Set problem 1. Translate this sentence from the passage on Albania at the Youth Olympics into Spanish: "Albania under-15 advanced to the final where they faced Montenegro on 19 October 2009."
Set problem 2. In the passage on Albania at the Youth Olympics, who scored the goals when Albania under-15 beat Liechtenstein 2–0?

- IOC code: ALB
- NOC: Albanian National Olympic Committee
- Website: nocalbania.org.al (in Albanian)
- Medals: Gold 0 Silver 0 Bronze 0 Total 0

Summer appearances
- 2010; 2014; 2018;

Winter appearances
- 2020; 2024;

= Albania at the Youth Olympics =

Performance of Albania at the Youth Olympic Games

Albania has participated in every edition of the Summer Youth Olympic Games since the inaugural 2010 Games and they participated in the Winter Youth Olympic Games for the first time in the 2020 Games.

==History==
The Albania under-15 were founded in 2009 for participating in the 2010 Summer Youth Olympics (Football) and the head coach was appointed Sulejman Demollari, former and last native coach of Albania senior side until 2002. Albania under-15 played their first match against Liechtenstein in the semi-final qualification round on 17 October 2009 winning 2–0 with goals scored by Jurgen Vatnikaj and Enes Hoxha. Albania under-15 advanced to the final where they faced Montenegro on 19 October 2009. However, they lost 1–2, missing their participation in the 2010 Summer Youth Olympics finals.

Dataset excerpt.
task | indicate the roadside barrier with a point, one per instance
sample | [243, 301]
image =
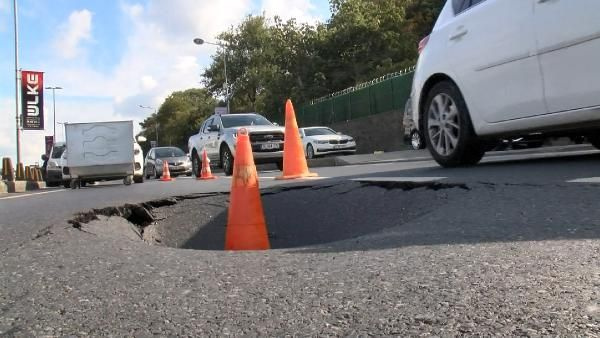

Written reply 1. La selección sub-15 de Albania avanzó a la final, donde se enfrentó a Montenegro el 19 de octubre de 2009.

Written reply 2. Jurgen Vatnikaj and Enes Hoxha